**Short task:**
Locate each line in the rows below that contains the string "trousers" and copy those lines.

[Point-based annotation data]

*-*-*

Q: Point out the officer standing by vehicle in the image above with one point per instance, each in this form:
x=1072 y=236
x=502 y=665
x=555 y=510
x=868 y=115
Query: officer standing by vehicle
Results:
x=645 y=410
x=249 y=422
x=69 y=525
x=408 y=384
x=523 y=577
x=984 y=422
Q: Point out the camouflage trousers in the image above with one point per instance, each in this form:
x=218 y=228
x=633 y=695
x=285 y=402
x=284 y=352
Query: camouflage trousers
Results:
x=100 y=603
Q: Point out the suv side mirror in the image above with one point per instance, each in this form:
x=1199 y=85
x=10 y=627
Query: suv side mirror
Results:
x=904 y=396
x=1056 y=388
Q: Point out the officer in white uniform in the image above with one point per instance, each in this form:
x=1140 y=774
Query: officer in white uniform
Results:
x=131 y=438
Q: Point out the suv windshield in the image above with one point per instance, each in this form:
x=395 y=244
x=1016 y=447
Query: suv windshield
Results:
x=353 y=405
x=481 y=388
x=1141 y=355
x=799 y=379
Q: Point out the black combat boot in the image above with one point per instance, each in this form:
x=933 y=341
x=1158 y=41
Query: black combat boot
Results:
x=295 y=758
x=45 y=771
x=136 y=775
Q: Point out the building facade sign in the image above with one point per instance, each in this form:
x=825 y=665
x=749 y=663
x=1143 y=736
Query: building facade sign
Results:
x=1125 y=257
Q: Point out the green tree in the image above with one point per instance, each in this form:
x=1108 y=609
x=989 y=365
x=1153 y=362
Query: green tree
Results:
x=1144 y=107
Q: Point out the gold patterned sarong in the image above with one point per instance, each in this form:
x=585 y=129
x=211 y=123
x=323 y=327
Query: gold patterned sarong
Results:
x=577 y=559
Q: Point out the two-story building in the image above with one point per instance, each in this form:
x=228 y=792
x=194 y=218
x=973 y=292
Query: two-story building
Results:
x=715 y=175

*-*-*

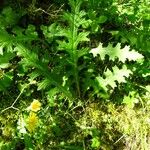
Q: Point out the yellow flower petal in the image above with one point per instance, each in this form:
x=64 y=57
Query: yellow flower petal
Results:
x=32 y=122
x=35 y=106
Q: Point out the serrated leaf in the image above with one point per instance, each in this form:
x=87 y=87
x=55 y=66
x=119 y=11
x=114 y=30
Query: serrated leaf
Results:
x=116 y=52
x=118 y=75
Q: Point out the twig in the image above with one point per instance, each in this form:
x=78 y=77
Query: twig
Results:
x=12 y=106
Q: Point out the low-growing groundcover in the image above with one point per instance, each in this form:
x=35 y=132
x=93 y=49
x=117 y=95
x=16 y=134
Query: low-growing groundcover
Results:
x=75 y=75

*-*-*

**Result below:**
Q: Point out the camouflage trousers in the image above with one point per instance, each in this form:
Query: camouflage trousers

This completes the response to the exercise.